** INSTRUCTIONS FOR THE TASK **
The entries below are to be returned as written, with all pictures dropped.

** AVAILABLE RECORDS **
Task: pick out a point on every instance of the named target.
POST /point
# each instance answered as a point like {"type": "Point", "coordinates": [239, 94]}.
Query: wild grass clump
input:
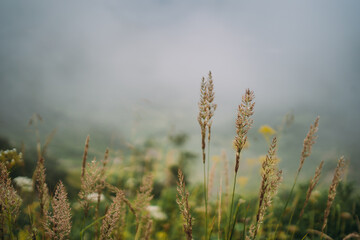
{"type": "Point", "coordinates": [141, 194]}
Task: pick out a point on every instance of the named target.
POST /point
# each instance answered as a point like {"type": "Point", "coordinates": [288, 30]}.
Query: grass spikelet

** REPLY TO THE TASK **
Task: pick out a point on every instance of the named target.
POST /point
# each instance answered as a point like {"type": "Point", "coordinates": [239, 94]}.
Query: wild grass clump
input:
{"type": "Point", "coordinates": [141, 194]}
Task: pick out a point on every instance of the named target.
POST /point
# each instance answered as a point like {"type": "Point", "coordinates": [288, 30]}.
Query: grass spikelet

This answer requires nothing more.